# Instructions to follow
Reproduce every line of the records below verbatim, omitting the pictures.

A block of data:

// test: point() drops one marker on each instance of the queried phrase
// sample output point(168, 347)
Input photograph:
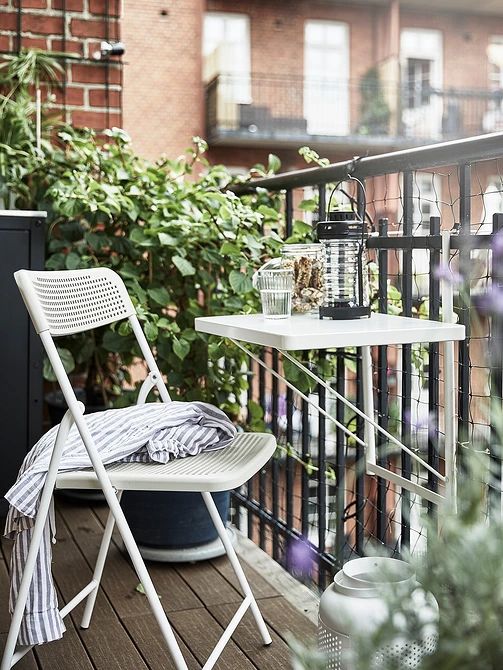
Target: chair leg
point(99, 566)
point(36, 539)
point(219, 525)
point(29, 568)
point(144, 576)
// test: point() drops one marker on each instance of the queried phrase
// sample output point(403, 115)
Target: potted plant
point(183, 246)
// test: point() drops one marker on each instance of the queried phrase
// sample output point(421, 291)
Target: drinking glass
point(276, 289)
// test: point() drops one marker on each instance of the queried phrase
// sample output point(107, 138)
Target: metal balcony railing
point(255, 108)
point(316, 490)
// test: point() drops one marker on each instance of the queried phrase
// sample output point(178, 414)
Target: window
point(421, 63)
point(493, 118)
point(326, 77)
point(226, 53)
point(495, 62)
point(418, 82)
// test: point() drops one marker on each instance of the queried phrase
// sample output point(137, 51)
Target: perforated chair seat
point(212, 471)
point(74, 301)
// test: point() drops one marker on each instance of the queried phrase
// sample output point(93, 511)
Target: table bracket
point(371, 426)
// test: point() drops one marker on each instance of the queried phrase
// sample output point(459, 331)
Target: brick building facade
point(91, 93)
point(168, 89)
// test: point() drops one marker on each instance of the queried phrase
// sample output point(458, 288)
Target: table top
point(309, 332)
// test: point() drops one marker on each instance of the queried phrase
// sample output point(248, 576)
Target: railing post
point(433, 362)
point(464, 307)
point(382, 387)
point(340, 464)
point(360, 473)
point(496, 381)
point(290, 465)
point(408, 209)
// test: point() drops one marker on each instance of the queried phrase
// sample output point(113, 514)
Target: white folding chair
point(62, 303)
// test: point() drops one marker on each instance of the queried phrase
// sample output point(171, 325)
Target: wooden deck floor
point(199, 599)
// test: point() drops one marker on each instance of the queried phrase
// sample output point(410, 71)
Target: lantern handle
point(360, 183)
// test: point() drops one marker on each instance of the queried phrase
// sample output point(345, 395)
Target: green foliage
point(462, 570)
point(184, 247)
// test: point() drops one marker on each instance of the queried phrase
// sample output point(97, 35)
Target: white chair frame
point(50, 321)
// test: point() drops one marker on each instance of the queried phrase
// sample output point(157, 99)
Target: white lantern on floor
point(354, 605)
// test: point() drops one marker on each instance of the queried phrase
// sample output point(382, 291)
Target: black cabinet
point(21, 390)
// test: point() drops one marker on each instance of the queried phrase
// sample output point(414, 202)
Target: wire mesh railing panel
point(317, 495)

# Correct response
// test: point() drops one marker on each instance of the queried phrase
// sample output point(168, 347)
Input photograph:
Target: chair leg
point(99, 566)
point(36, 539)
point(219, 525)
point(29, 568)
point(144, 576)
// test: point() drops one marker on each instance of the queried phrase
// sample output point(403, 115)
Target: potted plant
point(183, 246)
// test: point() drops one marker on each instance of the queried phrase
// sample output point(421, 291)
Target: drinking glass
point(276, 289)
// test: point() drops one marker on each instance of the queried phrase
// sample output point(107, 138)
Target: metal balcony railing
point(255, 108)
point(316, 490)
// test: point() drops one marker on each instance of the queried phrase
// sample output point(178, 414)
Target: window
point(421, 63)
point(493, 118)
point(326, 77)
point(226, 53)
point(495, 62)
point(418, 82)
// test: point() drops one marker on each instance of the queried phrase
// sample output point(137, 51)
Target: perforated chair seat
point(212, 471)
point(74, 301)
// test: point() drops one marker on each instance of the queried phrase
// sample output point(93, 511)
Target: table bracket
point(371, 426)
// test: point() drops one marker on each instance of the queried phrase
// sample output point(459, 331)
Target: brick building facade
point(91, 93)
point(168, 89)
// test: point() drops one marker on each instance of the queried phrase
// sample output point(458, 288)
Target: table top
point(309, 332)
// test: point() drops one marker on each instance of the queried phrase
// sample output point(248, 576)
Target: railing post
point(433, 362)
point(464, 307)
point(382, 387)
point(340, 464)
point(360, 473)
point(496, 381)
point(290, 465)
point(408, 209)
// test: point() drops one marker on each instance of the queried phrase
// sample output point(113, 514)
Target: white folding chair
point(62, 303)
// test: point() drops one marker on each instance of the queried phrase
// sample output point(171, 325)
Target: wooden deck floor
point(199, 599)
// test: point() drops one marker on each instance of the queried phrase
// sample output point(410, 71)
Target: lantern handle
point(360, 183)
// test: point() drops one marker on each instance of the queried phrase
// sample output point(345, 395)
Target: green foliage
point(462, 570)
point(184, 247)
// test: point() drops one marker on each instance of the queried phrase
// sample output point(97, 35)
Target: white chair frame
point(50, 321)
// test: point() drops one marker on each instance of the queried phrase
// sample output point(157, 99)
Target: white lantern on floor
point(354, 605)
// test: point() drops one marker on each instance of the queried phrase
// sample output point(382, 291)
Target: black cabinet
point(21, 390)
// test: point() drops one marker on each instance of the queried phrase
// sample output point(414, 202)
Target: wire mesh railing panel
point(317, 495)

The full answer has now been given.